■ Task 1:
From the text about the workshop, list each of the writer's relatives that it mentions individually, as opposed to as part of a group.
■ Task 2:
Print the passage of the text about the workshop from "One day while" to "still have it!", copying it word for word.

Start of Study text

Wednesday, June 22, 2011

The Workshop

The workshop (window, far left) as it was affectionately known was a small room in my adoptive mother's family bungalow in Rathmolyon, County Meath where her father repaired the household footwear for himself, his wife and seven children. Indeed, his shoe repair service would have extended far beyond that of his family, most likely he was responsible for the upkeep of the surrounding neighbourhoods' shoe leather!

One abiding memory I have of visiting my aunt and uncle (my mother's sister and brother) in their cosy home was of going into that room and being met by the full-bodied aroma of real leather. Even though it had been many years since the room was used as a workshop, large squares of the skin still lay redundant on their shelves and of course the mighty cast iron anvil was centre stage on its bench next to the fireplace. That magnificant feat of engineering, the sewing machine, stood sturdy in the corner, its handle shined from decades of constant turning.

I loved that room, it had an air of tranquility about it, perhaps an energy from the time when my grandad worked in peace with the tools of his trade away from his seven noisy children! Beneath the window stood a large brown travel trunk, the kind you'd see in the old "pirates of the high seas" films of the 1950s.

One day while I was browsing through its contents I came across a large leather-bound army medical book and for the remainder of my two week summer holiday I sat out in the farm yard with my nose stuck in it at every given opportunity. The tropical diseases were fascinating and although some of the images of surgical procedures were truly gruesome they nonetheless intrigued me. I should have taken it home with me because when I looked for it a year later the trunk was missing. It was in that same treasure chest that I found a Penguin book of plays which I did ask to keep, I still have it!

Sadly, both my maternal grandparents had died by the time I came along. Lucky enough I have photos of them and judging by my grandmother's bright smiling face, having seven children served only to add to her beauty. My grandfather I'd say was the stern one, you can tell by his smile that he was probably thinking "Come on, hurry up and take the bloody picture", or words to that effect.

That is just another lovely memory I have of my childhood holidays spent down the country where life flowed at a slower pace.

End of Study text
Start of Stored data

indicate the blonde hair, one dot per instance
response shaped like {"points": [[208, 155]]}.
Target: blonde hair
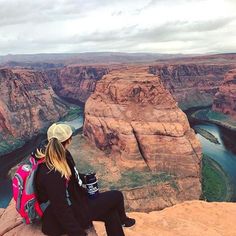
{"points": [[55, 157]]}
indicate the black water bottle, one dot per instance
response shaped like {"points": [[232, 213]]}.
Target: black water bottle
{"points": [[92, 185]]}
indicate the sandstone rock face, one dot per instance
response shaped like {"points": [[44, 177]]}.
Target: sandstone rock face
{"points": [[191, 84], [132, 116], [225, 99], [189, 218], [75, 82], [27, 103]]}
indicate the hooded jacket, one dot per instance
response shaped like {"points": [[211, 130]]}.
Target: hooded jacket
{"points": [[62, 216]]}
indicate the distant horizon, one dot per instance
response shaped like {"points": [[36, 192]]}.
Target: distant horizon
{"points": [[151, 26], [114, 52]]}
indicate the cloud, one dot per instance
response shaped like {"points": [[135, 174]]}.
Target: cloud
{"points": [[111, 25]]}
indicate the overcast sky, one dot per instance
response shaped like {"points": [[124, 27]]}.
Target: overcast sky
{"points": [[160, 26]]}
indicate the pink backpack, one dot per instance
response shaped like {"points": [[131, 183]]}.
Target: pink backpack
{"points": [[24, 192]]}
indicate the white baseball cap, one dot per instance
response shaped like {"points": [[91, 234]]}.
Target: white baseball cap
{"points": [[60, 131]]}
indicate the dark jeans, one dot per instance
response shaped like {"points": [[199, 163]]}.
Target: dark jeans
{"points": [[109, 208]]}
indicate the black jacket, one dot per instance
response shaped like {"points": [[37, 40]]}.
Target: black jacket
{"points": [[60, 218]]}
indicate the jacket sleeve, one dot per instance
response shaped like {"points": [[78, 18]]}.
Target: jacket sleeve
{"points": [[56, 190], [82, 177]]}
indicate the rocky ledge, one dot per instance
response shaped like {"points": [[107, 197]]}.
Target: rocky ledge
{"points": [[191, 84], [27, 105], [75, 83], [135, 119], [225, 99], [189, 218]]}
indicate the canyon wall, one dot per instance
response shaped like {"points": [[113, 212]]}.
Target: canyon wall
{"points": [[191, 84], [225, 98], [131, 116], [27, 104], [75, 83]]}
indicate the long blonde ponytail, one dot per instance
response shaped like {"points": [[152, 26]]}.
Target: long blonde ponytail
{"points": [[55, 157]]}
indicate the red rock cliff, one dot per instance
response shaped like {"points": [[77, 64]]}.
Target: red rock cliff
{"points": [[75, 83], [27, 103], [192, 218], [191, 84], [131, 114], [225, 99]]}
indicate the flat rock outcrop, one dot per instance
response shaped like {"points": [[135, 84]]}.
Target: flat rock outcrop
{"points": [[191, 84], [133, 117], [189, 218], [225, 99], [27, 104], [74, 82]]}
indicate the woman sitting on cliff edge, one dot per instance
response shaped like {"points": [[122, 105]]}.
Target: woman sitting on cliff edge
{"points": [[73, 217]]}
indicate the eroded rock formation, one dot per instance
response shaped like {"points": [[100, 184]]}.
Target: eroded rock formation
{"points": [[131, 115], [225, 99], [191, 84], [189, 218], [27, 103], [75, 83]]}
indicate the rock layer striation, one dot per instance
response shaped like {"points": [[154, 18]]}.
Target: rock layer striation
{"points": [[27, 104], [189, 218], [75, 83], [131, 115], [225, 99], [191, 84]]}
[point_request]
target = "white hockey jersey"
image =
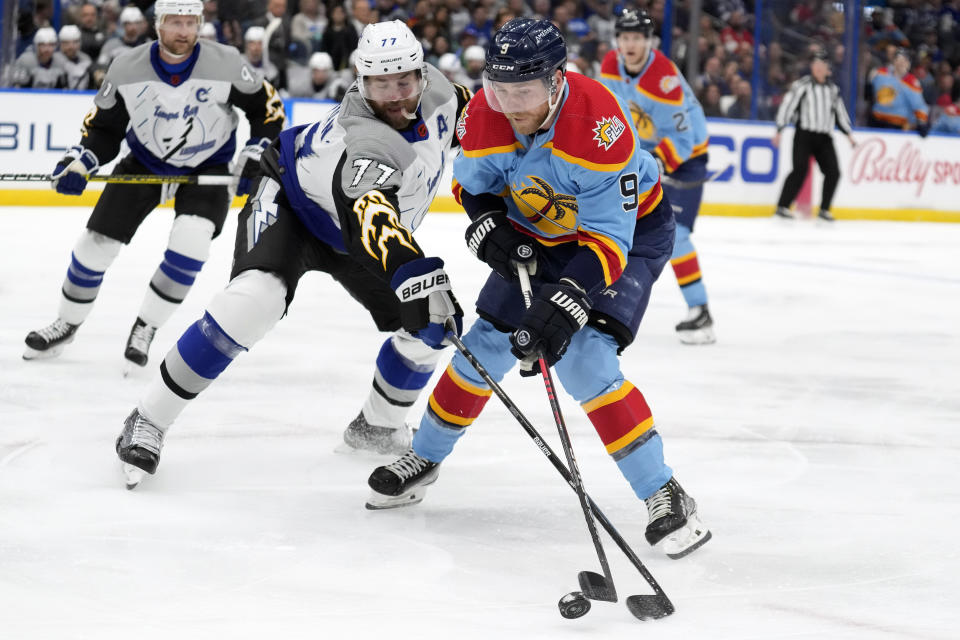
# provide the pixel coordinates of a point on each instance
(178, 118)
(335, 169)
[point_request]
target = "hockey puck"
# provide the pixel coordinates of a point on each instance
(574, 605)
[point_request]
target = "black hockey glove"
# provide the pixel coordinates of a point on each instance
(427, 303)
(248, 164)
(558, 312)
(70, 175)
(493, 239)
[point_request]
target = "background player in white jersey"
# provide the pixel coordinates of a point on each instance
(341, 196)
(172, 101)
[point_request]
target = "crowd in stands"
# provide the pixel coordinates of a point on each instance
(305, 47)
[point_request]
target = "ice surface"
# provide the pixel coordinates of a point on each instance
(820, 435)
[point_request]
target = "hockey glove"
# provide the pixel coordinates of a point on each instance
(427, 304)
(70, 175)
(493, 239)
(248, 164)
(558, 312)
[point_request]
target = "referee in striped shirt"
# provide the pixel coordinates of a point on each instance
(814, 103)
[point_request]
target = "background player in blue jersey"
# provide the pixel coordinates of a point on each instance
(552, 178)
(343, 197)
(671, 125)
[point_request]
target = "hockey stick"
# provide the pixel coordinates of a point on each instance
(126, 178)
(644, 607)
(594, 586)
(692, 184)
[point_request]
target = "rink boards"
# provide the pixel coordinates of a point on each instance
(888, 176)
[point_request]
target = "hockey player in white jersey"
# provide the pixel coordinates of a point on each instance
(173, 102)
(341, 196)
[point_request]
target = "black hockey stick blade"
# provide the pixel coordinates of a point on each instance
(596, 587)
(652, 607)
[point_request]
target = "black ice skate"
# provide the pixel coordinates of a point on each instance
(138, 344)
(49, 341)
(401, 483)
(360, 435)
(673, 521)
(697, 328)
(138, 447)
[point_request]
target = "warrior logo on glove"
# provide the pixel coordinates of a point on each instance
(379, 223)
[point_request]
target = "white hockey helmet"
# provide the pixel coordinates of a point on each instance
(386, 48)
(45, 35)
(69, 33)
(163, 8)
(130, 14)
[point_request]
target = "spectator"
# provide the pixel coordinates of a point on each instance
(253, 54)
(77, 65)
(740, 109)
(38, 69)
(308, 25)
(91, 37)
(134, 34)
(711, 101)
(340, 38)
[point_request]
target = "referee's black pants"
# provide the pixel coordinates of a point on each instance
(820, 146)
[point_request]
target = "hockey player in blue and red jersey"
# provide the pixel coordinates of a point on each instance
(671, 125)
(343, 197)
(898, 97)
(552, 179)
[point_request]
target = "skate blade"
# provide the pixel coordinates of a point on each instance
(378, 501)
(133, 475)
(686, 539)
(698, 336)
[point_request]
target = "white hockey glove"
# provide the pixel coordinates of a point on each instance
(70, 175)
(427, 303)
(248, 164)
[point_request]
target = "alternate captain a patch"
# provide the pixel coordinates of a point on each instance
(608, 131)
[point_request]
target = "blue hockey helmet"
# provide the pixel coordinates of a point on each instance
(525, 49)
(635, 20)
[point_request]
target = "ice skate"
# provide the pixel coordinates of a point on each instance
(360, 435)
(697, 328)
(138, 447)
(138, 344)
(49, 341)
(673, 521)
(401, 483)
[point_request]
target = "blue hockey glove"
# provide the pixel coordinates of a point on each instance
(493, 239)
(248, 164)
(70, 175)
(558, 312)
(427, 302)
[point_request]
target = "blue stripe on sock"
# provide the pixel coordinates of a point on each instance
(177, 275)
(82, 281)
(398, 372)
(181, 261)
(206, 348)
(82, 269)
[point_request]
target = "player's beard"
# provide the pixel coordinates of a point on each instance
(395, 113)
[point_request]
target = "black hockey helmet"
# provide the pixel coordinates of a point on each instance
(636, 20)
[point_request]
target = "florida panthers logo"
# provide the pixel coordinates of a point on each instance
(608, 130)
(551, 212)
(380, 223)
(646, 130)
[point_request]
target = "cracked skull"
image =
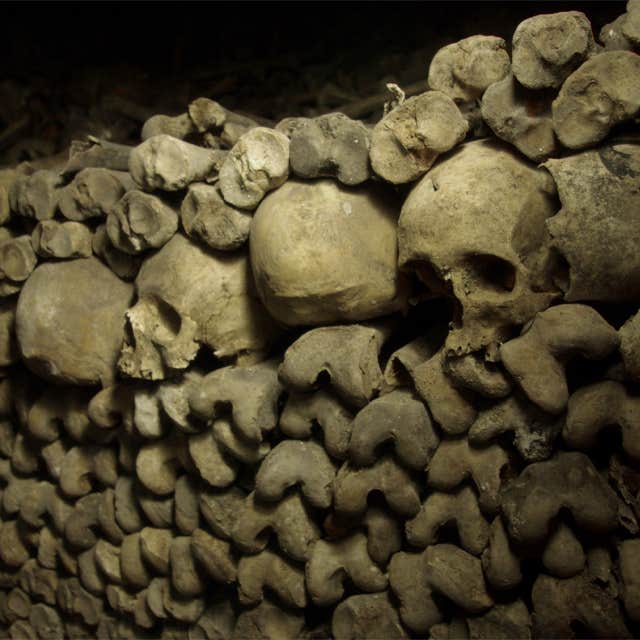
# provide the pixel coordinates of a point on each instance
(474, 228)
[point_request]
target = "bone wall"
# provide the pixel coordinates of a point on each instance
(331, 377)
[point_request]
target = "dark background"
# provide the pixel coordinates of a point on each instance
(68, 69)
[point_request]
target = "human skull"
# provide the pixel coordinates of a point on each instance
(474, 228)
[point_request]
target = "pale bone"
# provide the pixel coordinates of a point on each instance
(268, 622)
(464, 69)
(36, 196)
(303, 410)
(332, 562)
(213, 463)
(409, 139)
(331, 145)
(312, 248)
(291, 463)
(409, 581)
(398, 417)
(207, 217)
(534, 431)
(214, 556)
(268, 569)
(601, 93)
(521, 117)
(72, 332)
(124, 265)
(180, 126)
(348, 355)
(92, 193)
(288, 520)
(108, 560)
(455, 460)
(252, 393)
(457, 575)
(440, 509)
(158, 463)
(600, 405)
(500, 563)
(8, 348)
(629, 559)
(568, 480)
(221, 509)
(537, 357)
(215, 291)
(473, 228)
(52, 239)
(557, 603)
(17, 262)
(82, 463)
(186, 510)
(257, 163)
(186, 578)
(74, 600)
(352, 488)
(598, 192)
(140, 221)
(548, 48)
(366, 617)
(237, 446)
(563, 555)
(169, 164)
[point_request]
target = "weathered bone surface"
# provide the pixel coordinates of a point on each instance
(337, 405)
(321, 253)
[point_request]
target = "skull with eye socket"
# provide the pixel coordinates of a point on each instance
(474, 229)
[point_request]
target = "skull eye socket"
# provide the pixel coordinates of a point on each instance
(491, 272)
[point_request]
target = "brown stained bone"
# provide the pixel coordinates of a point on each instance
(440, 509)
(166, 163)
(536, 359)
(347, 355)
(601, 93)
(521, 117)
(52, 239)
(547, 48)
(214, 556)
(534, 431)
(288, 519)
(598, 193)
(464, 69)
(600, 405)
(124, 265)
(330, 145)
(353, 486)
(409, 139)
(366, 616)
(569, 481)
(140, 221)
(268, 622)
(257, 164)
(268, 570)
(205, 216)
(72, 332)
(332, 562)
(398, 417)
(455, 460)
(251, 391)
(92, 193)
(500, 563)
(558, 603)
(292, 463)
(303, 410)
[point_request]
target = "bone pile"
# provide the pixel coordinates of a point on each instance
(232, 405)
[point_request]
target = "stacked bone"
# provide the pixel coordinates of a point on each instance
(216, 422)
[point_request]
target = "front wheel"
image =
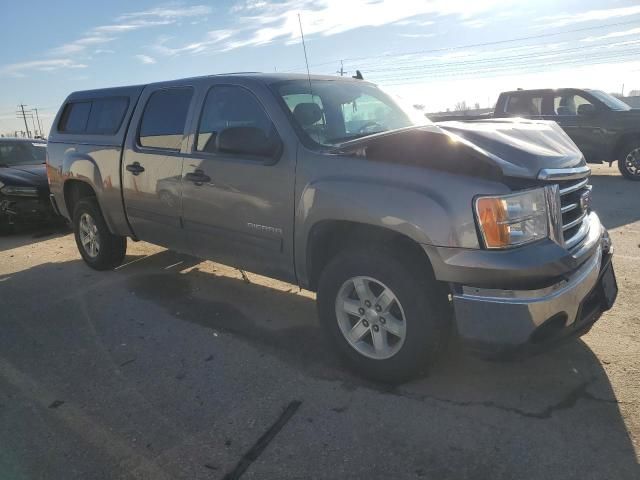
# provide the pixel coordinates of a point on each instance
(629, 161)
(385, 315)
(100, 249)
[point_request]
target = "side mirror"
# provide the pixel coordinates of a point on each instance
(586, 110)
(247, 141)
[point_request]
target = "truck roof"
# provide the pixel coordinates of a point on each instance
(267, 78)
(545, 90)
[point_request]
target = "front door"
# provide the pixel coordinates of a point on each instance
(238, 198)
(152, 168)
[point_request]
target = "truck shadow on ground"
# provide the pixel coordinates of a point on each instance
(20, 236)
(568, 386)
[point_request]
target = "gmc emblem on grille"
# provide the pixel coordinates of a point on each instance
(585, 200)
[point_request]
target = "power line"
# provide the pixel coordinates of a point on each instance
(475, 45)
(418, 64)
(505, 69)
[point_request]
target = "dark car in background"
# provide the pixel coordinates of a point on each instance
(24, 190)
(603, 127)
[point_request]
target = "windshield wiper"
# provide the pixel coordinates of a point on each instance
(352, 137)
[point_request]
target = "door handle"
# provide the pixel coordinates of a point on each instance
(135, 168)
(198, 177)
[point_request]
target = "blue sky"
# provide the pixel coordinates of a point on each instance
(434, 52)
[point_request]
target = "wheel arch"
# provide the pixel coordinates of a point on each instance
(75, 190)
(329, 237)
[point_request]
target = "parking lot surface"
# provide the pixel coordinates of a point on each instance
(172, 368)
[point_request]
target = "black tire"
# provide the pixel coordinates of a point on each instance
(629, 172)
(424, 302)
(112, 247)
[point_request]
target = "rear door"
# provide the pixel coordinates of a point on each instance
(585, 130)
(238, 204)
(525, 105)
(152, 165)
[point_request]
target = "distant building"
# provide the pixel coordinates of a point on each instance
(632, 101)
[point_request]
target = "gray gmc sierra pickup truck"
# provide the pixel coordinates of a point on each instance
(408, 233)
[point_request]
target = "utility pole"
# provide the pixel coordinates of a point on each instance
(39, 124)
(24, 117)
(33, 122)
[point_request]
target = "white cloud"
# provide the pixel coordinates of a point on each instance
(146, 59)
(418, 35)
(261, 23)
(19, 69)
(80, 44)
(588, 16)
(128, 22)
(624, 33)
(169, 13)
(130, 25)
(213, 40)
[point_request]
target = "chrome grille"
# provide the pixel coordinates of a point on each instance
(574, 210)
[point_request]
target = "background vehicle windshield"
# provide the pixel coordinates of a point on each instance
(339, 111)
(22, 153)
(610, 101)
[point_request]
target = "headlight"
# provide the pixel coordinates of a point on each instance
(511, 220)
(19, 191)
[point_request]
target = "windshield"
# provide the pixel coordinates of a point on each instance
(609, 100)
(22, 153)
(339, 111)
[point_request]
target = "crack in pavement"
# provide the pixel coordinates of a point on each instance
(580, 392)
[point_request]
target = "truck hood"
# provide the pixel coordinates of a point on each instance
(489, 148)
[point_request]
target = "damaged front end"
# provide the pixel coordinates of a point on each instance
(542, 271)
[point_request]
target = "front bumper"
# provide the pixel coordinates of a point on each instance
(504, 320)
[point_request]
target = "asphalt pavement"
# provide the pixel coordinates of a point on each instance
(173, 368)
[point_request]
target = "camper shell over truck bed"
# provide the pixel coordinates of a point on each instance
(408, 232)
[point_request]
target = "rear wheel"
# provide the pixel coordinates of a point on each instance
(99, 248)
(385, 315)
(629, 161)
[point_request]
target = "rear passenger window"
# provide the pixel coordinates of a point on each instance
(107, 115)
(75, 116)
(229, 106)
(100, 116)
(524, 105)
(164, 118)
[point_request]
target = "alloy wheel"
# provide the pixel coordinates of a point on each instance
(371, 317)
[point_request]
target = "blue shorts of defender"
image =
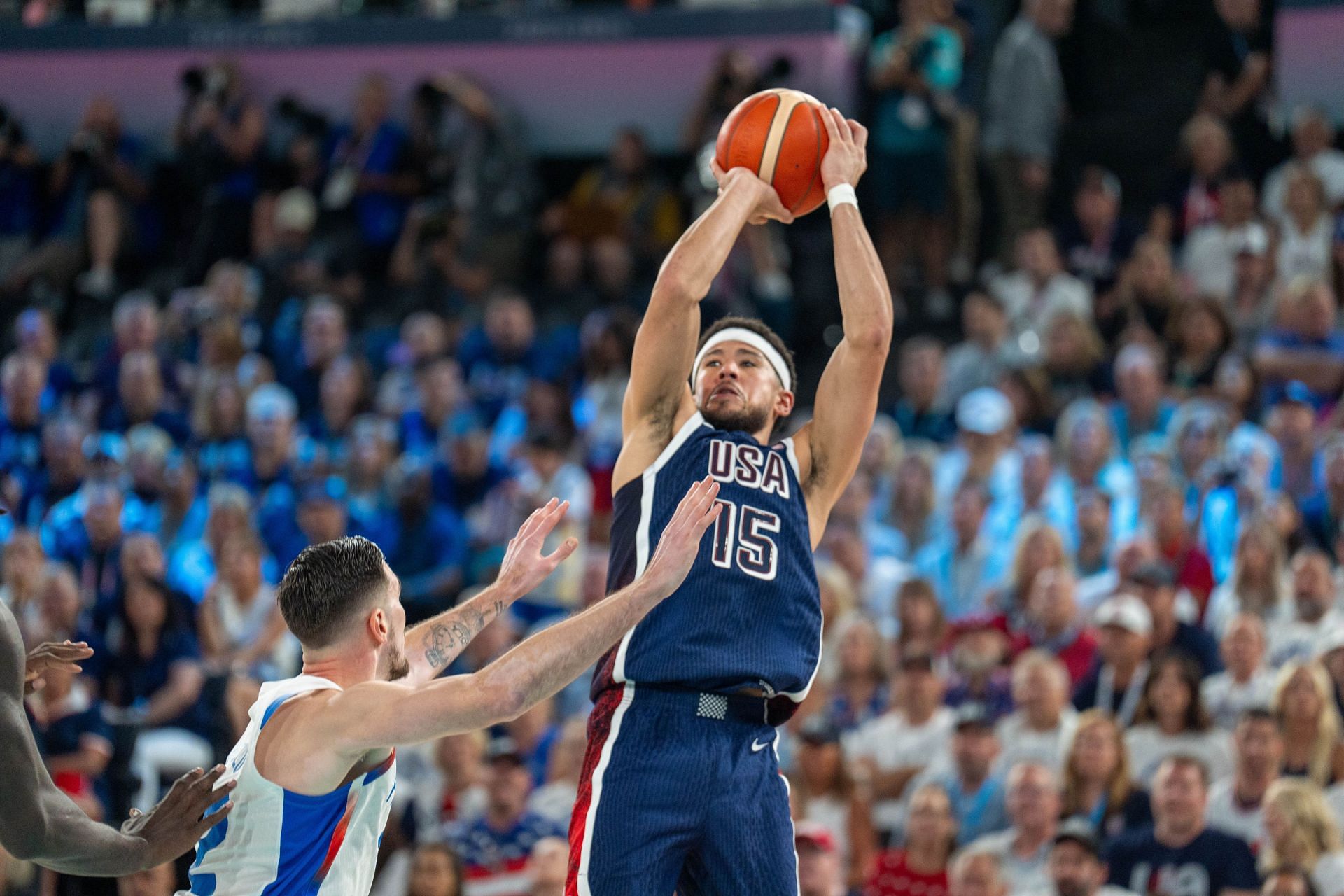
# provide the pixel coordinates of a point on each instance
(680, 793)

End of Stored data

■ Output 1:
- The writer's adoptive mother
- The writer's maternal grandfather (the mother's father, "grandad")
- The writer's maternal grandmother (his wife)
- The writer's aunt (the mother's sister)
- The writer's uncle (the mother's brother)

■ Output 2:
One day while I was browsing through its contents I came across a large leather-bound army medical book and for the remainder of my two week summer holiday I sat out in the farm yard with my nose stuck in it at every given opportunity. The tropical diseases were fascinating and although some of the images of surgical procedures were truly gruesome they nonetheless intrigued me. I should have taken it home with me because when I looked for it a year later the trunk was missing. It was in that same treasure chest that I found a Penguin book of plays which I did ask to keep, I still have it!